● **DESCRIPTION OF THE TASK**: Could you write out, word for word, each line from the one containing "Expected: one point per instance of the climbing" to the last line of the data below, both included and nothing more?

● **EXERCISE MATERIAL**:

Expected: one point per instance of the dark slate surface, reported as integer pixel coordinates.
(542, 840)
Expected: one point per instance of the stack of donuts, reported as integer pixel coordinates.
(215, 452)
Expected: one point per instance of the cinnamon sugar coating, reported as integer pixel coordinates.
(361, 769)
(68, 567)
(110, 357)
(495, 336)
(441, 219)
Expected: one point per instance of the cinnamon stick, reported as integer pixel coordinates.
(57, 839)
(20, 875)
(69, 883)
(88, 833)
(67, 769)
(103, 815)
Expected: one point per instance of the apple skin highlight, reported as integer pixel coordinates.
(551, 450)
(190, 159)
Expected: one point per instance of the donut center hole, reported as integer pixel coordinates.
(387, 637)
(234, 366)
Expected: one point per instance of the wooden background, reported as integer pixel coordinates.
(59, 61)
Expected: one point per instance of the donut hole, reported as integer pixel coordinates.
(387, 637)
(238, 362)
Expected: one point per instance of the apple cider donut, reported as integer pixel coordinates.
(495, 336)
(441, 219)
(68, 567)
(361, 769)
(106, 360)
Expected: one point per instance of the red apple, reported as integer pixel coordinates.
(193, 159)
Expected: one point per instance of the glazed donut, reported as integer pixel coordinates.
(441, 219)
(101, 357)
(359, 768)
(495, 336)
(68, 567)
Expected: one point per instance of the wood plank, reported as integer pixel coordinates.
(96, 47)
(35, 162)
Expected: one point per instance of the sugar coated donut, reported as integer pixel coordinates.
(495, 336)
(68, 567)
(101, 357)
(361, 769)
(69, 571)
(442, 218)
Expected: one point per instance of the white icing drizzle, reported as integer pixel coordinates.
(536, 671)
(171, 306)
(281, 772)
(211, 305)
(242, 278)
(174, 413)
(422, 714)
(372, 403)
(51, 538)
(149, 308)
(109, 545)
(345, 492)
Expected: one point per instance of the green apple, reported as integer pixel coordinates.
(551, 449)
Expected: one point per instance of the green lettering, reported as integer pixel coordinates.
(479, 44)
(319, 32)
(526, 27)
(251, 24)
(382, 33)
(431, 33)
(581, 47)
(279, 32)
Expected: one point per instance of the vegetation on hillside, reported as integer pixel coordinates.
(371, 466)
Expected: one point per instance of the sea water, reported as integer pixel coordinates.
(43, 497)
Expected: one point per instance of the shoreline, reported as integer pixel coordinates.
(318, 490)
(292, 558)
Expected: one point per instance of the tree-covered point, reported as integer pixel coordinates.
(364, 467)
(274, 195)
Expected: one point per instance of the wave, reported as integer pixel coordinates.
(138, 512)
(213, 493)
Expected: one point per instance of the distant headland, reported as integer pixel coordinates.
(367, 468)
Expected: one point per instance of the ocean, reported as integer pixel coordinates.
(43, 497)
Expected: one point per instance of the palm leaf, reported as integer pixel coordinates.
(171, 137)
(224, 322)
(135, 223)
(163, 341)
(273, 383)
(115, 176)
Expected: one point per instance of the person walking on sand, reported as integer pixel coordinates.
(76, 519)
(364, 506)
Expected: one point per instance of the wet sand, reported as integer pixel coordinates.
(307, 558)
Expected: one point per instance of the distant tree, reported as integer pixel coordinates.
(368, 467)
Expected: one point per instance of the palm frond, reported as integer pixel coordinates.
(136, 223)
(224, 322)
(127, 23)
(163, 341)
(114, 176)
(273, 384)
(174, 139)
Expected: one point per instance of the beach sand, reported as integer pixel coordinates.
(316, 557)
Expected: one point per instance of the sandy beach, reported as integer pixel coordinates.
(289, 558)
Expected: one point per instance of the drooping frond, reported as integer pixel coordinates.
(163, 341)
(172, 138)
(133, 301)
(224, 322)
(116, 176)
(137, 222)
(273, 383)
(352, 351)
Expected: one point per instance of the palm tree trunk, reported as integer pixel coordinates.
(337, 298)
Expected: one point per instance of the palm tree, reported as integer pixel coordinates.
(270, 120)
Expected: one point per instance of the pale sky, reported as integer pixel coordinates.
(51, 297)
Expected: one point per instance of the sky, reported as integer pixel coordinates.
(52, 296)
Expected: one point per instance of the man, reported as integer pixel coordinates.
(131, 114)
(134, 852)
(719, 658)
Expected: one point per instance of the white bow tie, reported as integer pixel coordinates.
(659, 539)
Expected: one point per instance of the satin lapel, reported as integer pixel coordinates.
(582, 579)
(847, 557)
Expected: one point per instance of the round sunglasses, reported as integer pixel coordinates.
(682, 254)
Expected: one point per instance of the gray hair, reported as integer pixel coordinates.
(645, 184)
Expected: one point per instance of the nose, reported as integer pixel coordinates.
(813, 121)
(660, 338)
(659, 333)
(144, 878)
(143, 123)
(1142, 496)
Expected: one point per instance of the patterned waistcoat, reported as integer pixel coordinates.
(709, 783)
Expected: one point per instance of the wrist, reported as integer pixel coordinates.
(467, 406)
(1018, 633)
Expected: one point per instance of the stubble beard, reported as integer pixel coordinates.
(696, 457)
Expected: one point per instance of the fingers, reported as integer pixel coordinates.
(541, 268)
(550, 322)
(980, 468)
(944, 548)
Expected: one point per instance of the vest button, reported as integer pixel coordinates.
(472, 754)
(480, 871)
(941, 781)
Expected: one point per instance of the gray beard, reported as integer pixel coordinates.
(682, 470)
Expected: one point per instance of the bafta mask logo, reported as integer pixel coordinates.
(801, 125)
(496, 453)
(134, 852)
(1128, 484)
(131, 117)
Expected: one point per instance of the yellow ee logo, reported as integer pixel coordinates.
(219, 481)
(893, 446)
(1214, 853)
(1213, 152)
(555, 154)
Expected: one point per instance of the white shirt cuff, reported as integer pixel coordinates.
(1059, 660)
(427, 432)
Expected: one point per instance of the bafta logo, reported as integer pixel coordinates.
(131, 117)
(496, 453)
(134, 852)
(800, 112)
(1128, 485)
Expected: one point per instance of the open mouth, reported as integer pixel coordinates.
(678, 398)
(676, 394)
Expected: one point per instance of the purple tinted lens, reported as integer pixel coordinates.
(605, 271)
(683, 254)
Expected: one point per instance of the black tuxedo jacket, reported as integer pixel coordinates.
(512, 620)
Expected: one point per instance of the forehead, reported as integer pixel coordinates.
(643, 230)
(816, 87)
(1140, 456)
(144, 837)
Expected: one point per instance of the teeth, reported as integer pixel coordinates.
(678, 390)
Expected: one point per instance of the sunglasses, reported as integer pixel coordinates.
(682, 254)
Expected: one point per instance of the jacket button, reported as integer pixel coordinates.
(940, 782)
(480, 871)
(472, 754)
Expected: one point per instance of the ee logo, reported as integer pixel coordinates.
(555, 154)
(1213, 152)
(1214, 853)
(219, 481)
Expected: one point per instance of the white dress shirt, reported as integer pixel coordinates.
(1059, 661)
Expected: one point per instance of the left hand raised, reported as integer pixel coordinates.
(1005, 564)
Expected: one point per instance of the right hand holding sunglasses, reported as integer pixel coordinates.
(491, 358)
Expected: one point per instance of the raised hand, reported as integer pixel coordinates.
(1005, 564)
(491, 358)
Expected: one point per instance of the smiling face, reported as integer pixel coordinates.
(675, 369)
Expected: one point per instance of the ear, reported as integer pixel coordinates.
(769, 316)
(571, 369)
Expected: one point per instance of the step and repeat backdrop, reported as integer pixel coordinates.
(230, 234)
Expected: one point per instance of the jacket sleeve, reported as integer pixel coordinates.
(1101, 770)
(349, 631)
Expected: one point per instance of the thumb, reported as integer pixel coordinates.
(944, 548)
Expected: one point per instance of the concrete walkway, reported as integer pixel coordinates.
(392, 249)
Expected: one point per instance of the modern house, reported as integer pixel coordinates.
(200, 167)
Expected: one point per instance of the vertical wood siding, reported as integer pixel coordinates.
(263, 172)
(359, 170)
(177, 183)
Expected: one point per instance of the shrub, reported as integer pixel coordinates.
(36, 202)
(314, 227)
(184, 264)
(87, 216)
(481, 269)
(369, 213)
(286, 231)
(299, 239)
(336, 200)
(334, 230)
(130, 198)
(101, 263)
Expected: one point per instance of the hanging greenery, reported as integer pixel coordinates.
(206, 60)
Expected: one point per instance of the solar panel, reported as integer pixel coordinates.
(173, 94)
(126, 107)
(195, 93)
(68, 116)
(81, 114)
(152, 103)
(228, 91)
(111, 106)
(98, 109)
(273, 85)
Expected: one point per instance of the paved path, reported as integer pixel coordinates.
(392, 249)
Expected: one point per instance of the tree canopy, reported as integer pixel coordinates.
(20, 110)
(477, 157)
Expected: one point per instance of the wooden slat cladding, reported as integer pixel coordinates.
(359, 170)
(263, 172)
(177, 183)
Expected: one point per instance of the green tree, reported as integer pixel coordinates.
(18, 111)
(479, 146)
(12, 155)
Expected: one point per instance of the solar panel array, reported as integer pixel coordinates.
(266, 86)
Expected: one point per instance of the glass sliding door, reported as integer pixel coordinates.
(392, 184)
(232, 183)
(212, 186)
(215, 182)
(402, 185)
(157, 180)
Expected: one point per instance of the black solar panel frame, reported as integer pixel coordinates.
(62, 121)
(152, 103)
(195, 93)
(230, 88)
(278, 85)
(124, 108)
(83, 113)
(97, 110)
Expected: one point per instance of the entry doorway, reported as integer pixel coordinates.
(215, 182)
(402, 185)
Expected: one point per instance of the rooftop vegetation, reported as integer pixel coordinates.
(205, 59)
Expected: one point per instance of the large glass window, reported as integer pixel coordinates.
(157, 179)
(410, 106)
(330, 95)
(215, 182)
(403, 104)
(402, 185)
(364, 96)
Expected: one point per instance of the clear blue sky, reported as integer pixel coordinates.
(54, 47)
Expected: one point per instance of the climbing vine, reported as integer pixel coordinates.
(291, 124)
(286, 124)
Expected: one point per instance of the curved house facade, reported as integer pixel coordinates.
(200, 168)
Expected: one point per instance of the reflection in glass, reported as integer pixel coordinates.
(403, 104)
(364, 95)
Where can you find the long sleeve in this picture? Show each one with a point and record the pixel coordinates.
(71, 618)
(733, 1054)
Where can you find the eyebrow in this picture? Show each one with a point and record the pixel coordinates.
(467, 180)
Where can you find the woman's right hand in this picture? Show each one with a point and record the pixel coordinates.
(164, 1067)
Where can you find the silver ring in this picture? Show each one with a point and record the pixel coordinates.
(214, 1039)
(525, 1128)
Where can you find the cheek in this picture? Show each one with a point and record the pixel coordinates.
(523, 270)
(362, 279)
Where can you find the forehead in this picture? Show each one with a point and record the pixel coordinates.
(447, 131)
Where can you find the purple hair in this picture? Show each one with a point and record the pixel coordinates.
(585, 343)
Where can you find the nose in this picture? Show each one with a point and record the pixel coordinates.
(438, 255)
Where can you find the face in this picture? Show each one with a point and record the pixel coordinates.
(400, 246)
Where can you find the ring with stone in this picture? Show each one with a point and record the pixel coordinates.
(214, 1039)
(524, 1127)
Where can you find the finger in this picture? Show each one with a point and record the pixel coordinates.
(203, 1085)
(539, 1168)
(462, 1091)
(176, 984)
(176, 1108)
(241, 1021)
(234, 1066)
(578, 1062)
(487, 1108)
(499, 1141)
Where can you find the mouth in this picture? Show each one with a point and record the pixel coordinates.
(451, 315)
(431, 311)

● **SOLUTION FOR THIS TASK**:
Expected: one point per instance of the climbing vine, reported as integer pixel coordinates.
(291, 124)
(286, 124)
Expected: one point per instance of the curved house facade, reported as integer pixel coordinates.
(200, 168)
Expected: one point per instance of the reflection in glass, reported as integer pixel coordinates.
(403, 104)
(364, 95)
Where can you find the long sleeve in this picture? Show each one with a point and record the pixel coordinates.
(71, 618)
(733, 1054)
Where can you find the eyebrow in this picture? Show each one with a point and record the pixel coordinates.
(467, 180)
Where can you find the woman's right hand in this picture? Show each one with a point and record the pixel coordinates.
(164, 1067)
Where can you find the silver ring in this picture? Show each one with a point and record the pixel coordinates.
(214, 1039)
(525, 1128)
Where can you find the cheek in this picture? Show each one with a point and record the pixel coordinates.
(523, 270)
(362, 279)
Where can you find the forehead in this picture? Show each one with a point and record the pixel coordinates.
(447, 131)
Where can you find the purple hair in this picture? Show each one with a point and record the pixel coordinates.
(585, 343)
Where can you find the nose in this picture? Show each one with a point and record the pixel coordinates.
(438, 255)
Where can you find the face in this picture? Show each one with a point and record the pixel coordinates.
(400, 246)
Where can you find the ring with stone in this picture? Show each one with a point and record the pixel coordinates.
(214, 1039)
(524, 1127)
Where can you find the finger in this picture? Show each one with a point and record the pixel coordinates.
(203, 1085)
(539, 1168)
(462, 1091)
(176, 984)
(176, 1108)
(241, 1021)
(234, 1066)
(578, 1062)
(487, 1108)
(499, 1141)
Where can you find the mouth in this picture? Show each one with a point and record the pixel coordinates.
(451, 315)
(431, 311)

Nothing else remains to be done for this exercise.